▶ [TEXT UNDER STUDY]
• • • • •
Agnes Etherington Art Centre is being transformed into the dream art house it was originally intended to be.
The $75 million donation from Bader Philanthropy Inc. will support the redevelopment of Agnes—which closed on March 29—to begin renovations over the next two years. The museum will increase in size by 200 per cent and renovations will make Agnes Etherington Art Centre the largest university museum in Canada.
The reimagining of Agnes will be built upon the concept of hospitality and inclusivity, intending to capture the atmosphere of a ‘home,’ as it was when Kingston philanthropist, Agnes Etherington herself, resided in the building.
Etherington lived in Kingston on University Avenue, helping to establish the university fine arts program in the 1930s. Her home was a gathering place for artists and students. After her death in 1954, the home was gifted to Queen’s University and is now known today as Agnes Etherington Art Centre.
“Agnes was compelled to think very seriously about what it means to further the cause of art and community and to think very seriously about the art museum’s role in furthering social justice because a museum of the past is no longer a relevant teacher,” Director and Curator of Agnes, Emelie Chhangur, said in an interview with The Journal.
The ground floor will become a 250-person capacity “welcome centre” which will be referred to as the “living room.” The room will use household vernacular, featuring outdoor and indoor porches and couches Queen’s students and Kingston community members can enjoy.
• • • • •
Saved entries
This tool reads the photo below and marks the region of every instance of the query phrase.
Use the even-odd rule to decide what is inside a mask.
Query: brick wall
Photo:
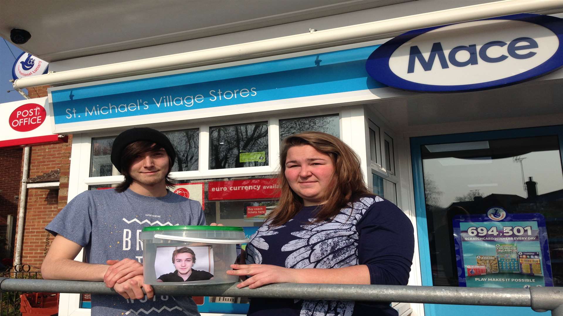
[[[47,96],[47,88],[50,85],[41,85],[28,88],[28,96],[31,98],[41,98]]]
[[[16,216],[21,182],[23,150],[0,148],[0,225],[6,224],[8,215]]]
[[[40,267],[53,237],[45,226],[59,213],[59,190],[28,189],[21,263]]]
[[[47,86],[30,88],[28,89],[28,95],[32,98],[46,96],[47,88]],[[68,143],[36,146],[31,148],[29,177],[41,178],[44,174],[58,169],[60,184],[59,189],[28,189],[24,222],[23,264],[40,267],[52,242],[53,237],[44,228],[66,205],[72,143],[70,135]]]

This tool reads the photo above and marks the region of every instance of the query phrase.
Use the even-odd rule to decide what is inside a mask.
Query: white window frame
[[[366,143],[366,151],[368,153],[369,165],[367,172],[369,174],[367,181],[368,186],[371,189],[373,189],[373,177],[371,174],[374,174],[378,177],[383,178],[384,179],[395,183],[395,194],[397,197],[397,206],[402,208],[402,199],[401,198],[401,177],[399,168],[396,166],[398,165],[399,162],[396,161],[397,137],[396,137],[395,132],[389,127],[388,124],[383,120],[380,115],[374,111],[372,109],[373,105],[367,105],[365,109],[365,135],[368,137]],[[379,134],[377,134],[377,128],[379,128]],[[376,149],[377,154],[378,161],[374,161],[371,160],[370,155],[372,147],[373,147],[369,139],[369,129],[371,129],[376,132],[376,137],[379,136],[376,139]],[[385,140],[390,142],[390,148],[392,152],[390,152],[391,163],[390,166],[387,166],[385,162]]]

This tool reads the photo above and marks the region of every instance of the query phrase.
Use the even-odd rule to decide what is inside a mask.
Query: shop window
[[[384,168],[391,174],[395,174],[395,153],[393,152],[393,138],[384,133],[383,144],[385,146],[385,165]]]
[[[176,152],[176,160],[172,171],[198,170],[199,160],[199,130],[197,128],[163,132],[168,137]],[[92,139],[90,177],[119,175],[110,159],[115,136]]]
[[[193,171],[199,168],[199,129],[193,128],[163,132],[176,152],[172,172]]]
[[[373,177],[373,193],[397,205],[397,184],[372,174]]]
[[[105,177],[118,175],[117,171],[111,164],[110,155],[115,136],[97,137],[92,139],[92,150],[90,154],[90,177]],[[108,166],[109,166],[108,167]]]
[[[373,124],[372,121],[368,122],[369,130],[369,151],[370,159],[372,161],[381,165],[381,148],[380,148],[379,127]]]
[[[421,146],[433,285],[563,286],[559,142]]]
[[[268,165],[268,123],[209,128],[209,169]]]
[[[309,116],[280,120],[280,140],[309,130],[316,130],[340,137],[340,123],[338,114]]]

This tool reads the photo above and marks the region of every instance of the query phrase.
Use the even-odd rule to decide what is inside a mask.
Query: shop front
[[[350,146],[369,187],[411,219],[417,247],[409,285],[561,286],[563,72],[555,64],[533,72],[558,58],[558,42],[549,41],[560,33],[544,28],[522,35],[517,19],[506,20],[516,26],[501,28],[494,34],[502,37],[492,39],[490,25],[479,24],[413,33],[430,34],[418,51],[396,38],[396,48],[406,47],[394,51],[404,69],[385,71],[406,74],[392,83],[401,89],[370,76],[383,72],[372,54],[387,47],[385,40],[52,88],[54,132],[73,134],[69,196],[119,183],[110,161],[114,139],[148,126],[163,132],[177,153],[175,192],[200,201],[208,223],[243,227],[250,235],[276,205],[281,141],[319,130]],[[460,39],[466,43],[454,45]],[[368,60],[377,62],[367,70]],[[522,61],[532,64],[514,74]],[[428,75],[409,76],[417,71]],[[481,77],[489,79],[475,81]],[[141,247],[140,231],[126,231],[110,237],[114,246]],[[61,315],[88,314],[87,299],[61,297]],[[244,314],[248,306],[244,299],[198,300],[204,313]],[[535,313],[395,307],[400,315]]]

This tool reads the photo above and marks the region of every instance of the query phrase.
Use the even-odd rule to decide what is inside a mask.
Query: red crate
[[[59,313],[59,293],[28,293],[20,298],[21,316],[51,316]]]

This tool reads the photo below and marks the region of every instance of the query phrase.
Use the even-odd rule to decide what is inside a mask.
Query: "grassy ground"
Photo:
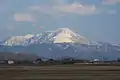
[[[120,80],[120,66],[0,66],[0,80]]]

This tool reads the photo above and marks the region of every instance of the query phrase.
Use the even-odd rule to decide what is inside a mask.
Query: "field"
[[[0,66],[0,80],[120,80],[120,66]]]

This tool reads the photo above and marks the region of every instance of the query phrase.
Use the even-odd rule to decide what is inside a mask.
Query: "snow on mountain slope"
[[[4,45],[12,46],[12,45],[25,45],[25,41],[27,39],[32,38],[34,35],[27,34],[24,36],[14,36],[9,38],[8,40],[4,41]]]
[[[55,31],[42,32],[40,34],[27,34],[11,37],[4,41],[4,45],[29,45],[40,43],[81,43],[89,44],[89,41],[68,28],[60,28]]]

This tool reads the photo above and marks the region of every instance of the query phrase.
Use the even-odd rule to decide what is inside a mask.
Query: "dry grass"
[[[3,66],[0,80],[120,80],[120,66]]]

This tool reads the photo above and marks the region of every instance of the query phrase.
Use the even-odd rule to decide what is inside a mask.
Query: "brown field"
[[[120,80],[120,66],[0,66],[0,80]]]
• • • • •
▶ [TASK DETAILS] Retype the whole text about the Agnes Etherington Art Centre redevelopment word for word.

▶ [THE COMPLETED TASK]
Agnes Etherington Art Centre is being transformed into the dream art house it was originally intended to be.
The $75 million donation from Bader Philanthropy Inc. will support the redevelopment of Agnes—which closed on March 29—to begin renovations over the next two years. The museum will increase in size by 200 per cent and renovations will make Agnes Etherington Art Centre the largest university museum in Canada.
The reimagining of Agnes will be built upon the concept of hospitality and inclusivity, intending to capture the atmosphere of a ‘home,’ as it was when Kingston philanthropist, Agnes Etherington herself, resided in the building.
Etherington lived in Kingston on University Avenue, helping to establish the university fine arts program in the 1930s. Her home was a gathering place for artists and students. After her death in 1954, the home was gifted to Queen’s University and is now known today as Agnes Etherington Art Centre.
“Agnes was compelled to think very seriously about what it means to further the cause of art and community and to think very seriously about the art museum’s role in furthering social justice because a museum of the past is no longer a relevant teacher,” Director and Curator of Agnes, Emelie Chhangur, said in an interview with The Journal.
The ground floor will become a 250-person capacity “welcome centre” which will be referred to as the “living room.” The room will use household vernacular, featuring outdoor and indoor porches and couches Queen’s students and Kingston community members can enjoy.